## BEGIN DOCUMENT SECTION

From: Jetlag <jetlag11235_at_yahoo.com>
Date: 22 Nov 2002 06:01:44 -0800
Message-ID: <2eeed00e.0211220601.2fac30f5@posting.google.com>


Environment: Two identically configured systems. Oracle 9.2, Debian (woody), 1G RAM, 3x72G SCSI drives, two processors (SMP supported by OS).

Problem: I collect binary data in RAW(1024) records at the rate of approximately 100M per month. Every two weeks, I decode this data from the storage server to the analysis server. This process currently takes approximately 1 hour per million rows.

My Solution: One enormous query is run from SQL using a dblink. It uses eight CASE statements and calls two PL/SQL functions about 30 times per record. The PL/SQL functions are optimized versions of RAW_TO_DEC and RAW_TO_FLOAT. One processor is consistently maxed out at 99% usage. The other is idle. I/O is not an issue.

## END DOCUMENT SECTION
## BEGIN MATERIAL

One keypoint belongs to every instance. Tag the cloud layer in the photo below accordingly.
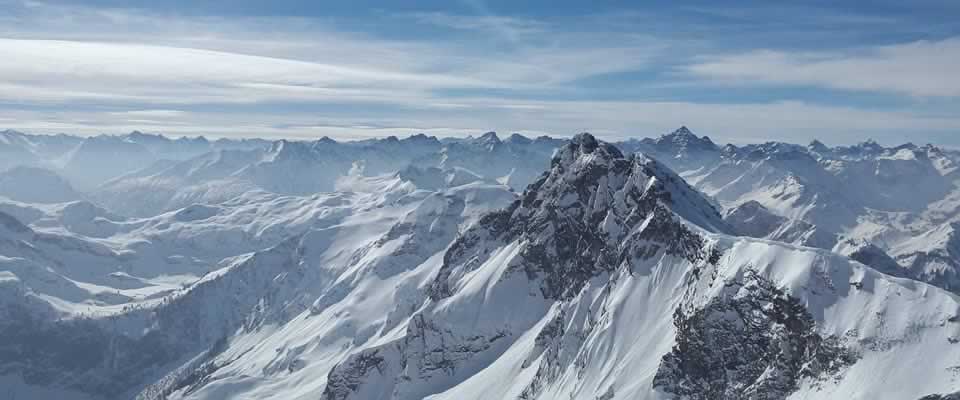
(92, 70)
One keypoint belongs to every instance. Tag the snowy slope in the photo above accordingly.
(411, 268)
(608, 278)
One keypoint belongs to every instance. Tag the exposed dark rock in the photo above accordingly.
(753, 342)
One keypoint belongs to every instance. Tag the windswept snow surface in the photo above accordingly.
(417, 268)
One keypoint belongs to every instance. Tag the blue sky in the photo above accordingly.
(745, 72)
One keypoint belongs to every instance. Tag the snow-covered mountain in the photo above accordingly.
(608, 277)
(899, 201)
(304, 167)
(478, 268)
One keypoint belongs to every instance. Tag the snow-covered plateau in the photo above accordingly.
(143, 267)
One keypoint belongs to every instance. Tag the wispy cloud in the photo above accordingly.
(920, 68)
(89, 70)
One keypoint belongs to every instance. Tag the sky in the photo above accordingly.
(748, 71)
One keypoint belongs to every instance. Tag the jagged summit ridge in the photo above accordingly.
(593, 211)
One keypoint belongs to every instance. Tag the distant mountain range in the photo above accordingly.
(139, 266)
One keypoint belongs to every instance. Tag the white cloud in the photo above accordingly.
(105, 70)
(922, 68)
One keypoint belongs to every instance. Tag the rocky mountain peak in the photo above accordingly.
(817, 146)
(683, 139)
(593, 210)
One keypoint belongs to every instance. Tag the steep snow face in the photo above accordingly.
(536, 302)
(608, 277)
(880, 198)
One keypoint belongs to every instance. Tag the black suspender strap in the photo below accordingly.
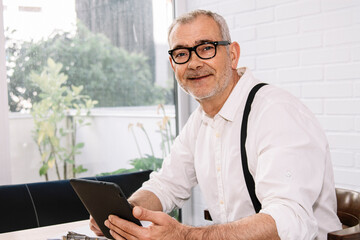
(250, 184)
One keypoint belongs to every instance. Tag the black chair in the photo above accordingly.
(348, 206)
(33, 205)
(16, 208)
(56, 202)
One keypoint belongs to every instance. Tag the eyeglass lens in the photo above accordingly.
(204, 51)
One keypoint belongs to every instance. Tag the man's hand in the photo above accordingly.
(163, 226)
(94, 227)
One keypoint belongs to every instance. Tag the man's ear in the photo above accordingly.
(172, 64)
(234, 49)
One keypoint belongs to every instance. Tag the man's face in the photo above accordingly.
(203, 79)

## END MATERIAL

### WORK TO COMPLETE
1/ In the message about decoding binary data on Oracle, how long does the decoding process currently take per million rows?
2/ Write what comes next in the message about decoding binary data on Oracle, picking up after its final sentence.

### ANSWERS TO EACH TASK
1/ Approximately 1 hour per million rows.

2/
Thoughts:

  1. Should I be using an external procedure in C, probably better equipped to deal with binary data? (I avoided this due to my inexperience with C, and my hope to keep everything native to Oracle.)
  2. Is there a way to parallelize the evaluation of PL/SQL functions within a single SQL query?
  3. If I call function_foo(my_var), does the answer remain cached in case the same function call is made again? The function is static in the sense the same answer is guaranteed for the same input.

Thanks for any help.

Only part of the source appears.